● **Task to carry out**
Would you return exactly the lines running from the one with "Task: point localization. Input: the photo above." to the bottom of the listing below, and no others?
--- START ---
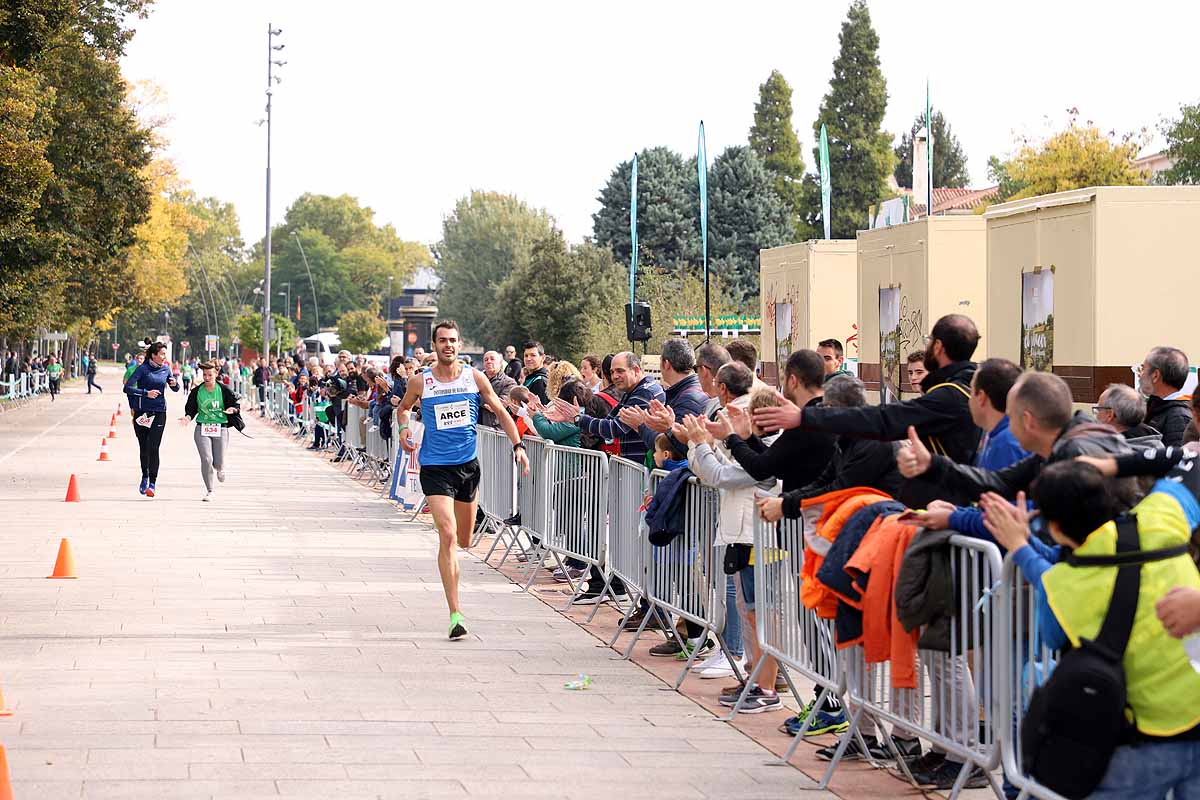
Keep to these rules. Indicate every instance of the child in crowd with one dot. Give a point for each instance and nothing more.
(665, 455)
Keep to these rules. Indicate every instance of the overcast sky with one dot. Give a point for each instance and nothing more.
(409, 106)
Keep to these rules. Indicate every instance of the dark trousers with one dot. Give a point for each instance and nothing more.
(148, 444)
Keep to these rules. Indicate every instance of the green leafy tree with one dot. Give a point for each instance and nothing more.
(360, 331)
(861, 156)
(1182, 137)
(773, 138)
(949, 160)
(744, 216)
(249, 328)
(667, 222)
(486, 238)
(1077, 157)
(553, 295)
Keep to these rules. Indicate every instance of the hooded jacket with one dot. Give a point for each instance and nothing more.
(1081, 437)
(1170, 417)
(149, 378)
(925, 594)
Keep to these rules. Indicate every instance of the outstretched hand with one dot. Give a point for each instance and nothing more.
(915, 458)
(779, 417)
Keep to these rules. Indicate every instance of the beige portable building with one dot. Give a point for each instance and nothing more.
(1086, 282)
(924, 270)
(808, 293)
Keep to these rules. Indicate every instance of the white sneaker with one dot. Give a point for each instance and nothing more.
(715, 660)
(723, 669)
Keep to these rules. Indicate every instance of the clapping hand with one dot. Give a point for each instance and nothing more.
(778, 417)
(721, 427)
(1008, 524)
(696, 432)
(633, 417)
(739, 420)
(562, 411)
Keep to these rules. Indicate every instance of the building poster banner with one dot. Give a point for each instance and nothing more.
(889, 344)
(783, 338)
(1037, 320)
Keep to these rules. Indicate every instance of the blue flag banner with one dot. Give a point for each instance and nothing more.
(929, 154)
(702, 174)
(633, 228)
(825, 180)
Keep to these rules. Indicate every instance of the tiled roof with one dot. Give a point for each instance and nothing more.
(957, 199)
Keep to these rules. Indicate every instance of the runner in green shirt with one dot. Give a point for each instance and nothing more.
(210, 404)
(54, 372)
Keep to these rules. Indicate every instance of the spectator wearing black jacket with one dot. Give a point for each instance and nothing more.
(1161, 378)
(1039, 411)
(798, 456)
(537, 378)
(941, 415)
(857, 462)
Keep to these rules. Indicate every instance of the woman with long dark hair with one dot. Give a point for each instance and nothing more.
(148, 384)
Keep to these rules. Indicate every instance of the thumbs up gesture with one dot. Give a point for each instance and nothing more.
(913, 458)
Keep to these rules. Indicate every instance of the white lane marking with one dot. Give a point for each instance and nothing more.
(13, 452)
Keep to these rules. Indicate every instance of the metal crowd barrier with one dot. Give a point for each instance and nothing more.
(628, 548)
(497, 481)
(1021, 665)
(576, 521)
(934, 710)
(687, 577)
(793, 635)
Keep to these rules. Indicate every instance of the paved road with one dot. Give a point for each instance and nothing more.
(288, 639)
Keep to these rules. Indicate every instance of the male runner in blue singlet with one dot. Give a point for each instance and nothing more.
(450, 394)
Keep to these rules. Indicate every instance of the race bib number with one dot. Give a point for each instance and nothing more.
(453, 415)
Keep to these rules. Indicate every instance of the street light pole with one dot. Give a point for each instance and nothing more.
(316, 310)
(271, 32)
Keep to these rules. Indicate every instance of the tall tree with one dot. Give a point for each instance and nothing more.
(1077, 157)
(861, 156)
(744, 216)
(486, 238)
(949, 160)
(553, 294)
(773, 138)
(1182, 137)
(667, 227)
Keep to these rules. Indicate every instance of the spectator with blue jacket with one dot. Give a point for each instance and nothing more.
(148, 384)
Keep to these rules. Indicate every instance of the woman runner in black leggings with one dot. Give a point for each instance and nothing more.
(148, 384)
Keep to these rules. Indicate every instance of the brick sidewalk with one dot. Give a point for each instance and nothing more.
(288, 639)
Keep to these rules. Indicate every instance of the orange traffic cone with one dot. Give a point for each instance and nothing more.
(64, 566)
(5, 783)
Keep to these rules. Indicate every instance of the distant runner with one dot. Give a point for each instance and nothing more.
(148, 383)
(215, 408)
(450, 394)
(54, 372)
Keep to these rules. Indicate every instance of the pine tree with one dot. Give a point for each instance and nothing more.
(745, 215)
(667, 226)
(861, 156)
(949, 160)
(774, 140)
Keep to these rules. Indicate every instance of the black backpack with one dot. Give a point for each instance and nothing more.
(1078, 717)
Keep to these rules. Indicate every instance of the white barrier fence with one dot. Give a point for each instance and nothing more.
(579, 504)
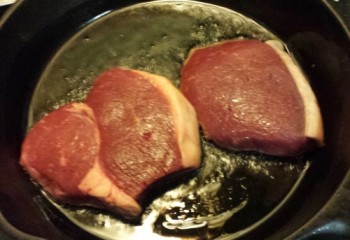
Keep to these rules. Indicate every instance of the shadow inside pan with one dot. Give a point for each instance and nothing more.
(233, 192)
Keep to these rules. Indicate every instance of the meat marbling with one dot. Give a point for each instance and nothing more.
(250, 95)
(148, 129)
(61, 153)
(134, 129)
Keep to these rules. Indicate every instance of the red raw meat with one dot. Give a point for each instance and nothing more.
(61, 153)
(250, 95)
(148, 129)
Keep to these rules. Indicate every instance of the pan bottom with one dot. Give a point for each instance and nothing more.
(233, 192)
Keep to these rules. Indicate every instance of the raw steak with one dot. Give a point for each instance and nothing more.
(148, 129)
(61, 153)
(250, 95)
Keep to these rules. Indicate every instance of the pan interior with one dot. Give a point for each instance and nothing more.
(233, 192)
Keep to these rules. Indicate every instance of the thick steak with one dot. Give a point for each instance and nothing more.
(148, 129)
(250, 95)
(61, 153)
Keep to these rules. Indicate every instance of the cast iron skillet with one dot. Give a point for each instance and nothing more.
(319, 209)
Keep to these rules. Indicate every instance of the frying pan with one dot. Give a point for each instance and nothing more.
(317, 32)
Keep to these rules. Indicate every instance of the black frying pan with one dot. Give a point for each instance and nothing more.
(316, 206)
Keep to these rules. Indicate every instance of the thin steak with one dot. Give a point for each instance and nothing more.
(250, 95)
(148, 129)
(61, 153)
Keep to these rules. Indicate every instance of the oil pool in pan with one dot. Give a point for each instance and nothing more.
(232, 192)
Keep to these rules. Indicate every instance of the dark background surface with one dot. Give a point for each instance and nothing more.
(331, 222)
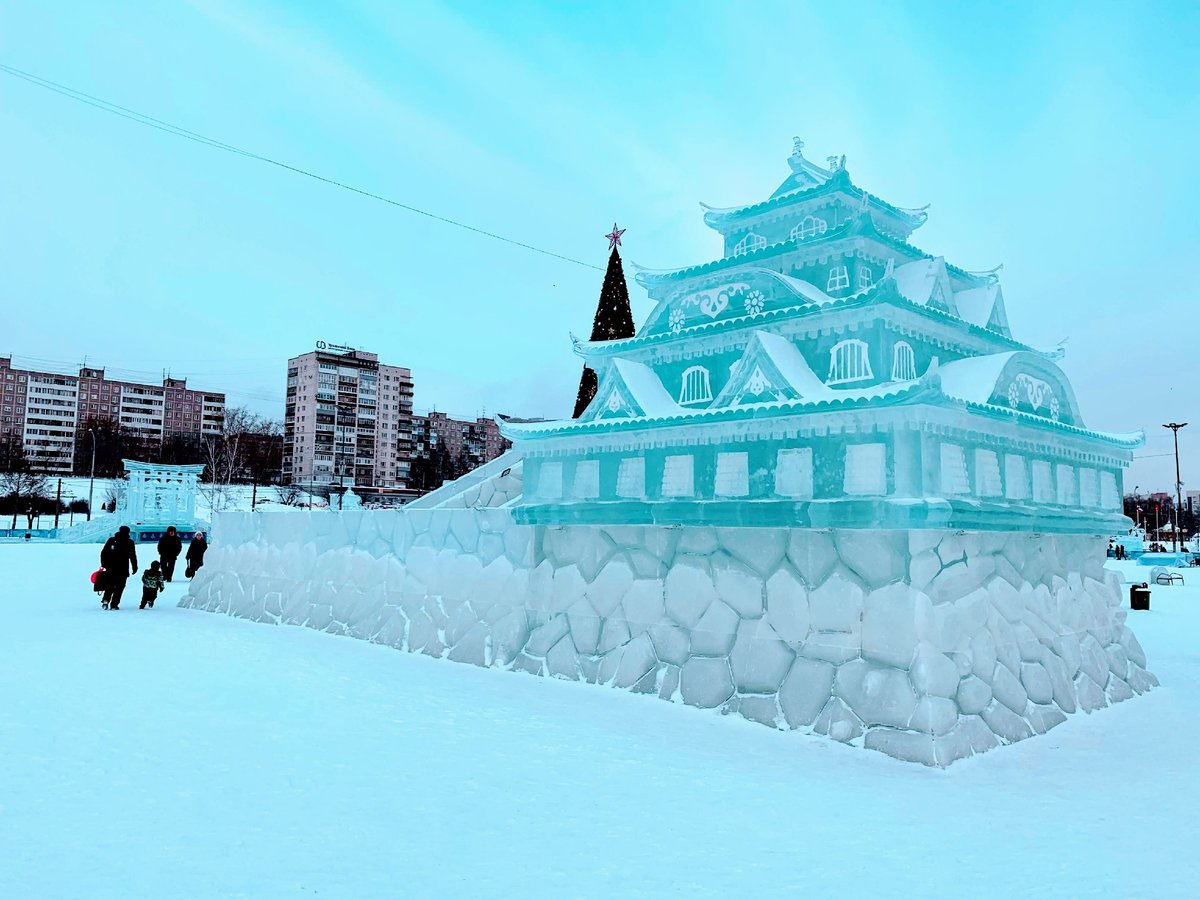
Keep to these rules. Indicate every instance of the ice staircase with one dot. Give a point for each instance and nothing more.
(495, 484)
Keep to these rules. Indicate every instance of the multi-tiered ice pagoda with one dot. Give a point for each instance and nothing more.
(823, 489)
(833, 375)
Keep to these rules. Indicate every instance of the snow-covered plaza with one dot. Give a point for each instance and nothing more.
(175, 753)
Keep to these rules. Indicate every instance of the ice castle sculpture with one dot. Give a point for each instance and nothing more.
(155, 496)
(825, 372)
(823, 487)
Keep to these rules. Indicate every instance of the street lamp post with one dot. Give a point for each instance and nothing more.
(1179, 485)
(91, 480)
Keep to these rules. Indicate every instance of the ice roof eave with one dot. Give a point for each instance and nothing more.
(888, 394)
(1126, 441)
(714, 216)
(597, 349)
(649, 277)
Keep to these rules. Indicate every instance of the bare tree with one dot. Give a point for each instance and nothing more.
(23, 489)
(288, 495)
(247, 448)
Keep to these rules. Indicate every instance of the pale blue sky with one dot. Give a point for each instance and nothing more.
(1057, 139)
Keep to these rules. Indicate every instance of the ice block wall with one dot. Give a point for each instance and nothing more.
(929, 646)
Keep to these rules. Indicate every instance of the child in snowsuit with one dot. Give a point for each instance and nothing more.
(151, 586)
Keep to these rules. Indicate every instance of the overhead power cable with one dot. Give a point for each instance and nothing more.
(161, 125)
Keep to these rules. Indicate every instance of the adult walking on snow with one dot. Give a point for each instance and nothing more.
(196, 551)
(169, 547)
(117, 558)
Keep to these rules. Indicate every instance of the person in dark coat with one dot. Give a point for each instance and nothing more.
(169, 547)
(117, 558)
(196, 551)
(151, 586)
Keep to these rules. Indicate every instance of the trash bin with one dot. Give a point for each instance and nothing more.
(1139, 597)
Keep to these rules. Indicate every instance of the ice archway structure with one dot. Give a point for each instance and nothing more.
(823, 487)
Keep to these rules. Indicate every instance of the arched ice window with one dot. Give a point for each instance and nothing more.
(839, 279)
(849, 363)
(749, 244)
(695, 387)
(809, 227)
(904, 364)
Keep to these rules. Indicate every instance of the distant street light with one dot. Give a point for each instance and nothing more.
(91, 480)
(1179, 485)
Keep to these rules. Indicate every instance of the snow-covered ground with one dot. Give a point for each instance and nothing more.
(173, 753)
(235, 498)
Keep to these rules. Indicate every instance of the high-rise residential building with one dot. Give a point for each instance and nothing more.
(480, 441)
(348, 420)
(49, 413)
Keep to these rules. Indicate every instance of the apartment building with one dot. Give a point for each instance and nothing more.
(49, 413)
(479, 439)
(348, 419)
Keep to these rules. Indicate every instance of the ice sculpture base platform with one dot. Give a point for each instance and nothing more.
(927, 645)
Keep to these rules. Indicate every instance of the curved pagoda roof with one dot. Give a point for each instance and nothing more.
(811, 187)
(861, 226)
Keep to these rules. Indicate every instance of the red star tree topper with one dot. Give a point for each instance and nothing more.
(613, 319)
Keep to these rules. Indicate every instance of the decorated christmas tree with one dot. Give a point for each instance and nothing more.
(613, 317)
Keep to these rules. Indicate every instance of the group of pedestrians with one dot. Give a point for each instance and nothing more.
(119, 561)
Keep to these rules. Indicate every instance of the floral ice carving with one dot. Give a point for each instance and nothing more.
(1035, 393)
(755, 303)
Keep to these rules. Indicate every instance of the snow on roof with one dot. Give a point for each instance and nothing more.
(792, 366)
(647, 388)
(976, 304)
(973, 378)
(802, 288)
(916, 280)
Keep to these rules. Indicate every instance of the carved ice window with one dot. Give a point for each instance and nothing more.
(839, 279)
(587, 479)
(696, 388)
(1043, 483)
(1017, 478)
(793, 473)
(631, 478)
(1067, 485)
(849, 363)
(954, 471)
(988, 474)
(865, 469)
(1089, 487)
(550, 480)
(749, 244)
(904, 364)
(732, 475)
(1110, 498)
(677, 477)
(809, 227)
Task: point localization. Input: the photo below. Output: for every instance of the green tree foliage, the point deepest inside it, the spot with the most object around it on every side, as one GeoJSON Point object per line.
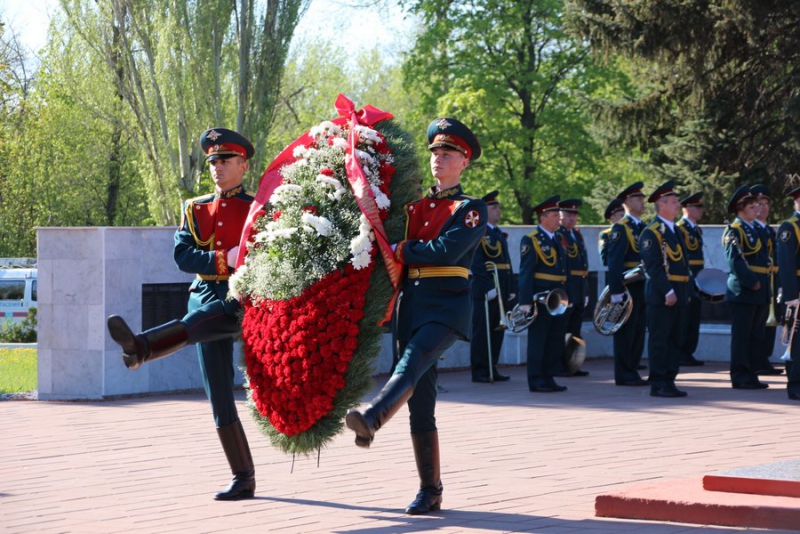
{"type": "Point", "coordinates": [508, 69]}
{"type": "Point", "coordinates": [716, 102]}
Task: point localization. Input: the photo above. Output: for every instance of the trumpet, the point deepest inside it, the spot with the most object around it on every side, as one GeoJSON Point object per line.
{"type": "Point", "coordinates": [555, 302]}
{"type": "Point", "coordinates": [790, 325]}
--- END ---
● **Reply to the task**
Task: point localization. Input: the photo above. Output: for every instance of the trumpet, the point deepest inside it, the spot with the most object around it on every side, as one GeoJSON Point object per line.
{"type": "Point", "coordinates": [555, 302]}
{"type": "Point", "coordinates": [790, 325]}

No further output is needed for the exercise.